* **Work required**: Could you retype every record below exactly as it appears?

* **Material provided**:
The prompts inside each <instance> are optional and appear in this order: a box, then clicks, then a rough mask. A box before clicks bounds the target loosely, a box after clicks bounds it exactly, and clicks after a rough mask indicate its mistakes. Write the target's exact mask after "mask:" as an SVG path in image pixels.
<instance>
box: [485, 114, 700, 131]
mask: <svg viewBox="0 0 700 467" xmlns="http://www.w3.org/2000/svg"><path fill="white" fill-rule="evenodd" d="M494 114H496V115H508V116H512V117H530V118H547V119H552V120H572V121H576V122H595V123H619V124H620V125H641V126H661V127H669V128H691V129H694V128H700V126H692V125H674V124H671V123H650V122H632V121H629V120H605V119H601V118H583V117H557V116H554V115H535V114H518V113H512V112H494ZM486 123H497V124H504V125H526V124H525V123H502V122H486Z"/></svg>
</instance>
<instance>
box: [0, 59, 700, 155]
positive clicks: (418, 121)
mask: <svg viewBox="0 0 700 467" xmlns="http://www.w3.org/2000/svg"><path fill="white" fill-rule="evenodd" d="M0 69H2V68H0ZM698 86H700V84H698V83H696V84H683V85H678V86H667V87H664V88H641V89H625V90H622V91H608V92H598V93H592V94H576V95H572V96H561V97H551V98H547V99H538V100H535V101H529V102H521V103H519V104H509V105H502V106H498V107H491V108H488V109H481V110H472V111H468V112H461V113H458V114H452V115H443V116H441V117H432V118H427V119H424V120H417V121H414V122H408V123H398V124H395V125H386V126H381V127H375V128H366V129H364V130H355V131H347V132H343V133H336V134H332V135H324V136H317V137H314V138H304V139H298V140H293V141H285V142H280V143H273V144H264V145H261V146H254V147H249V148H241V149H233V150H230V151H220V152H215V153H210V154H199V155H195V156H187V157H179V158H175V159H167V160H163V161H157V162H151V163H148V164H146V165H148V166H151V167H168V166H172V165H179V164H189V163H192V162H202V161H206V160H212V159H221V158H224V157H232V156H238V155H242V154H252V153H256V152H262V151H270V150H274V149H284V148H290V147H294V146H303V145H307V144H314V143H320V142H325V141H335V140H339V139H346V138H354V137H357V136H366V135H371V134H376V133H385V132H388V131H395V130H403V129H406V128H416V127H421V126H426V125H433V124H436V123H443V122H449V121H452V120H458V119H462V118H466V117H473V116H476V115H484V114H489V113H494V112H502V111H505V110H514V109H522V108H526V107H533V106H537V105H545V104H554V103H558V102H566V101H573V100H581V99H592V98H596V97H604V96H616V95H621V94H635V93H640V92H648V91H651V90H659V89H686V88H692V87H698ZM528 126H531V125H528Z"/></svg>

* **Response to the task**:
The prompts inside each <instance> are optional and appear in this order: a box, then clicks, then a rough mask. A box before clicks bounds the target loosely, a box after clicks bounds it exactly, and clicks after a rough mask indicate its mistakes. Write the target's exact mask after "mask:" as an SVG path in image pixels.
<instance>
box: [485, 114, 700, 131]
mask: <svg viewBox="0 0 700 467" xmlns="http://www.w3.org/2000/svg"><path fill="white" fill-rule="evenodd" d="M494 114H496V115H508V116H512V117H530V118H547V119H552V120H572V121H576V122H595V123H619V124H620V125H641V126H661V127H669V128H691V129H694V128H700V126H692V125H674V124H671V123H650V122H632V121H629V120H605V119H601V118H583V117H557V116H554V115H535V114H518V113H512V112H494ZM486 123H497V124H504V125H526V124H525V123H502V122H486Z"/></svg>
</instance>
<instance>
box: [0, 59, 700, 155]
positive clicks: (418, 121)
mask: <svg viewBox="0 0 700 467" xmlns="http://www.w3.org/2000/svg"><path fill="white" fill-rule="evenodd" d="M0 69H2V68H0ZM698 86H700V84H698V83H696V84H683V85H678V86H667V87H664V88H641V89H625V90H622V91H608V92H598V93H592V94H576V95H572V96H561V97H551V98H547V99H538V100H535V101H529V102H521V103H519V104H509V105H502V106H498V107H491V108H488V109H481V110H472V111H468V112H461V113H458V114H452V115H443V116H441V117H432V118H427V119H424V120H417V121H414V122H408V123H398V124H395V125H386V126H381V127H375V128H366V129H364V130H355V131H347V132H343V133H336V134H332V135H324V136H317V137H314V138H304V139H298V140H293V141H285V142H280V143H273V144H264V145H261V146H254V147H249V148H241V149H233V150H230V151H220V152H215V153H210V154H199V155H195V156H187V157H179V158H175V159H167V160H163V161H157V162H151V163H148V164H146V165H148V166H151V167H168V166H172V165H179V164H189V163H192V162H202V161H206V160H212V159H221V158H224V157H232V156H238V155H242V154H252V153H256V152H262V151H270V150H274V149H284V148H290V147H294V146H303V145H307V144H314V143H320V142H325V141H335V140H339V139H346V138H354V137H357V136H366V135H371V134H376V133H385V132H388V131H395V130H403V129H406V128H416V127H421V126H426V125H433V124H436V123H443V122H449V121H452V120H458V119H462V118H466V117H473V116H476V115H484V114H489V113H494V112H502V111H505V110H514V109H522V108H526V107H533V106H537V105H545V104H554V103H558V102H566V101H573V100H581V99H592V98H596V97H604V96H616V95H621V94H635V93H640V92H648V91H651V90H659V89H686V88H692V87H698ZM528 126H531V125H528Z"/></svg>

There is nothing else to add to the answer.